Task item: Only an exact reprint of all the data is acceptable.

Saved entries
((

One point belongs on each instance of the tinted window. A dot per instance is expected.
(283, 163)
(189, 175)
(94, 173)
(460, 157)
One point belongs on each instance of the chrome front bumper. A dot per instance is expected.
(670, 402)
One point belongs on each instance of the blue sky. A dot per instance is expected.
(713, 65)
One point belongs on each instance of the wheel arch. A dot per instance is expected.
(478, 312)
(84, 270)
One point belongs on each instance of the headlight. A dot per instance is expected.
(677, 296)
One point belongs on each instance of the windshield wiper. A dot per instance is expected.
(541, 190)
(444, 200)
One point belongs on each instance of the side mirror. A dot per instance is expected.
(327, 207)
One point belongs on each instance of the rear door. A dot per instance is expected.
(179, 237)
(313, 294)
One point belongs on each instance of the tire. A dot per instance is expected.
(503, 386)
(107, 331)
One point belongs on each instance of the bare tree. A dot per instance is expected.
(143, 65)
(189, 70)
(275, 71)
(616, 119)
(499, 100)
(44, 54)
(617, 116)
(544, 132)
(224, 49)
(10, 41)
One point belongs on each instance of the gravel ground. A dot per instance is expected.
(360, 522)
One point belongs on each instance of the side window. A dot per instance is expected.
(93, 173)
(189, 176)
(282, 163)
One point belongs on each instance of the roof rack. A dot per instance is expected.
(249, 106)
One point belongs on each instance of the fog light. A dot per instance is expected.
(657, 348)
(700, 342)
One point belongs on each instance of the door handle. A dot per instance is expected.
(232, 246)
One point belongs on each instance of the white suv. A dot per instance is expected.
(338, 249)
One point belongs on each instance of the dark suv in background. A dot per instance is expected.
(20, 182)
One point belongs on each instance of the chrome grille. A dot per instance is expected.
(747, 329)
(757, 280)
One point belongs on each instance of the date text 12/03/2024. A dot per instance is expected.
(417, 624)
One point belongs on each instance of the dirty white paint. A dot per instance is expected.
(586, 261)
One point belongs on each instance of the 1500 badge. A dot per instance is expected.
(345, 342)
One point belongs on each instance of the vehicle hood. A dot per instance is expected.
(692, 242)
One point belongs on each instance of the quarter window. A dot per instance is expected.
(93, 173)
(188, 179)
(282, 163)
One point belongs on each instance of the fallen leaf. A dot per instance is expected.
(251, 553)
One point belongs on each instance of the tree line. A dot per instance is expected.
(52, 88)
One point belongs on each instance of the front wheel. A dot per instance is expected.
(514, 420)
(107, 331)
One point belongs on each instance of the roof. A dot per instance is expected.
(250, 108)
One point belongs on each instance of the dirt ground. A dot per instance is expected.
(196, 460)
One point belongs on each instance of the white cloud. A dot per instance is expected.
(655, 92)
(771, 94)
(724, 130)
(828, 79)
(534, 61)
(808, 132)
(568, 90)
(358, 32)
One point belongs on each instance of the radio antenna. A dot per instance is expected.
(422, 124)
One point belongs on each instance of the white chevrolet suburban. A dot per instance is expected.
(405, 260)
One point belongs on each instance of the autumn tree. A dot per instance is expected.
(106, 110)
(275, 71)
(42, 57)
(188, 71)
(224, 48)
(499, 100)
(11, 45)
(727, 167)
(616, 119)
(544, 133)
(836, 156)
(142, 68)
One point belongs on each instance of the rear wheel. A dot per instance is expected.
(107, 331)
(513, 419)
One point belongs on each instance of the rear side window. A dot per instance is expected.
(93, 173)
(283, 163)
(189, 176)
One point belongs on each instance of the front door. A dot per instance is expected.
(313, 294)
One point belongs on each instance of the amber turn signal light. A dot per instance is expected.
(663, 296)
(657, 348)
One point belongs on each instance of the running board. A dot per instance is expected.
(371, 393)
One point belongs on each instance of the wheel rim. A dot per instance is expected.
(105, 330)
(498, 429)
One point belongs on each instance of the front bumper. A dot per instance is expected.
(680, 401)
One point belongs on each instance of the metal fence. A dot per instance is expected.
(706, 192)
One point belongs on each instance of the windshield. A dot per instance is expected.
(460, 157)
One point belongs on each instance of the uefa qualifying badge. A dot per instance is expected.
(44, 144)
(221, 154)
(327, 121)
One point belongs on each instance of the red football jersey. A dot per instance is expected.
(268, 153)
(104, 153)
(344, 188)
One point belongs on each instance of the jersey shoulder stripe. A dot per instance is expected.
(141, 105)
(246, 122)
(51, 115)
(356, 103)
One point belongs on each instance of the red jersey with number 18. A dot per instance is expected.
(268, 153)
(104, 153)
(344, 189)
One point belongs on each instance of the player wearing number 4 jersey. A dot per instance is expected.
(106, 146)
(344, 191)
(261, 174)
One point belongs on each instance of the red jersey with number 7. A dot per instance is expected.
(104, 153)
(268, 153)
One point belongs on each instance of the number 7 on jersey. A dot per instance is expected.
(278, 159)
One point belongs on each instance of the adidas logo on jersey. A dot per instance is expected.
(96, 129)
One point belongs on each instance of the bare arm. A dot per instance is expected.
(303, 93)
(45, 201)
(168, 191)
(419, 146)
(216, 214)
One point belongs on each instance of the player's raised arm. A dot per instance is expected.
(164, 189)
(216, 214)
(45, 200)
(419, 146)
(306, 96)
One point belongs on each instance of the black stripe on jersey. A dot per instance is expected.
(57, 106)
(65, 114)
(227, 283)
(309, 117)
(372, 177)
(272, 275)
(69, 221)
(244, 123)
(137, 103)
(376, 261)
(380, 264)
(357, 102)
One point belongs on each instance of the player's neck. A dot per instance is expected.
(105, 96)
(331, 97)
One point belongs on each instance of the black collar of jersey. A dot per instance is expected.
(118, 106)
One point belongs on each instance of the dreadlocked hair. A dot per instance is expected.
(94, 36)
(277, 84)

))

The answer:
One point belongs on each instance of the tinted window. A dot per instance is expected.
(283, 163)
(189, 175)
(94, 173)
(460, 157)
One point belongs on each instance of the chrome front bumper. A dot per instance is expected.
(670, 402)
One point belongs on each instance of the blue sky. A dot per instance is expected.
(713, 65)
One point belongs on each instance of the wheel arch. A dot per instance is expected.
(478, 312)
(84, 270)
One point belongs on each instance of the headlight. A dot per instance is expected.
(677, 296)
One point belongs on each instance of the windshield wiper. A dot per instance is expected.
(541, 190)
(444, 200)
One point belongs on each instance of the side mirror. A dot per instance is expected.
(327, 207)
One point belongs on each instance of the rear door. A dot per instance is expected.
(179, 237)
(313, 294)
One point belongs on each instance of the tire. A dot per instance is expected.
(503, 386)
(107, 331)
One point belongs on each instance of the bare tree. A dot per instance is expected.
(143, 65)
(189, 70)
(275, 71)
(616, 119)
(499, 100)
(44, 54)
(617, 116)
(544, 132)
(224, 49)
(10, 41)
One point belongs on each instance of the gravel ground. A dot per instance is expected.
(360, 522)
One point belongs on each instance of the side window. A dot per instance is expected.
(93, 173)
(189, 176)
(282, 163)
One point belongs on each instance of the roof rack. A dot per instance is expected.
(249, 106)
One point belongs on each instance of the fog light. A dot per instance is expected.
(657, 348)
(700, 342)
One point belongs on each instance of the door handle. A dot per instance is expected.
(232, 246)
One point belongs on each instance of the white suv. A dot per instance is expected.
(338, 249)
One point belongs on each instance of the dark suv in background. A dot per instance is expected.
(20, 182)
One point belongs on each instance of the chrome grille. A dot per instance is expected.
(747, 329)
(757, 280)
One point belongs on each instance of the date text 12/03/2024. A dot per instance is expected.
(417, 624)
One point belongs on each instance of the dirty white paint. A dot per instance is expected.
(586, 261)
One point belongs on each instance of the 1500 badge. A dot per instance is expected.
(345, 342)
One point belongs on each instance of the vehicle hood. A dot per instance is expected.
(692, 242)
One point belongs on each instance of the quarter window. A dot per instance is expected.
(93, 173)
(188, 179)
(282, 163)
One point belongs on each instance of the fallen leaf. A dot per instance is expected.
(251, 553)
One point belongs on each instance of the tree line. A dot per instance is expected.
(52, 88)
One point belongs on each instance of the front wheel. A dot per instance is expected.
(514, 420)
(107, 331)
One point belongs on each instance of the roof. A dot per instance is expected.
(250, 108)
One point belongs on each instance of the dirt ground. A dot per instance is expected.
(196, 460)
One point belongs on each instance of the white cloud. A dot per instance is expected.
(655, 92)
(771, 94)
(724, 130)
(828, 79)
(534, 61)
(808, 132)
(568, 90)
(358, 32)
One point belongs on each instance of the radio antenna. A dot per instance is expected.
(422, 124)
One point belongs on each instance of the white chevrolet suburban. A dot per instance is expected.
(405, 260)
One point belongs on each instance of the autumn tree. A dot per instance is expected.
(106, 110)
(275, 71)
(42, 57)
(188, 71)
(224, 48)
(499, 100)
(11, 45)
(727, 167)
(616, 119)
(544, 133)
(836, 156)
(142, 68)
One point belongs on each instance of the rear wheel. A dot per instance is expected.
(107, 331)
(513, 419)
One point belongs on each instance of the rear side window. A dot per instance is expected.
(93, 173)
(283, 163)
(189, 176)
One point belongs on each instance of the front door. A dot per instance is expected.
(313, 294)
One point belongs on each instance of the amber turn signal light. A dot per instance is expected.
(663, 296)
(657, 348)
One point belongs on each instance of the running board. A dot per instance is expected.
(371, 393)
One point belongs on each instance of the wheel rim. A dot per instance is expected.
(105, 330)
(498, 429)
One point belongs on each instance of the front bumper. A dot per instance is expected.
(680, 401)
One point belongs on each instance of the metal fence. A dot per instance is expected.
(706, 192)
One point belongs on each instance of the windshield. A dot per instance is expected.
(460, 157)
One point belongs on each instance of the uefa qualifying badge. A dot per instance is expected.
(44, 144)
(221, 154)
(327, 121)
One point belongs on each instance of the red football jersey. A dot per instance is expected.
(268, 153)
(104, 153)
(344, 188)
One point belongs on each instance of the jersey shoulder stripe. A dot per instance is expected.
(141, 105)
(246, 122)
(51, 115)
(356, 103)
One point belongs on each instance of the red jersey with number 18. A dot per instance is expected.
(268, 153)
(104, 153)
(344, 189)
One point belongs on each instance of the player wearing number 4 jersey. A dot per instance is expected.
(106, 146)
(344, 191)
(261, 174)
One point belongs on each instance of the red jersey with number 7. A dot per instance is expected.
(104, 153)
(268, 153)
One point belongs on each instance of the number 7 on jersey. A dot per instance is expected.
(278, 159)
One point belongs on each instance of the adidas logo on jersey. A dot per instance is expected.
(96, 129)
One point belongs on each instance of the bare arm. A dot per instance is expected.
(303, 93)
(45, 201)
(168, 191)
(419, 146)
(216, 214)
One point belongs on each instance of the player's raised arm. A dot per instance is expected.
(164, 189)
(216, 214)
(45, 200)
(419, 146)
(306, 96)
One point belongs on each instance of the black stripe on jersey. A dot per instance is expected.
(57, 106)
(65, 114)
(227, 283)
(309, 117)
(372, 177)
(272, 275)
(69, 221)
(244, 123)
(137, 103)
(376, 261)
(380, 264)
(357, 102)
One point belongs on each instance of the player's neck. A dot per instance is expected.
(105, 96)
(331, 97)
One point belongs on each instance of the black collar of jersey. A dot per instance is expected.
(118, 106)
One point belongs on each instance of the dreadlocked hair. A dot per instance is expected.
(94, 36)
(277, 84)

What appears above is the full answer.